Items from a labeling collection
···

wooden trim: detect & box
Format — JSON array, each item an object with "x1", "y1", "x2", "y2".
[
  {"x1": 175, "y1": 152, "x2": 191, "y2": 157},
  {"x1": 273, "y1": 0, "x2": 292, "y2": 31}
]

···

_YOUR OBJECTIVE_: Pull every line out of the records and reproduce each one unchanged, in the same order.

_SOLUTION TO THIS TASK_:
wooden trim: detect & box
Format — JSON array, each item an object with "x1", "y1", "x2", "y2".
[
  {"x1": 175, "y1": 152, "x2": 191, "y2": 157},
  {"x1": 273, "y1": 0, "x2": 292, "y2": 31}
]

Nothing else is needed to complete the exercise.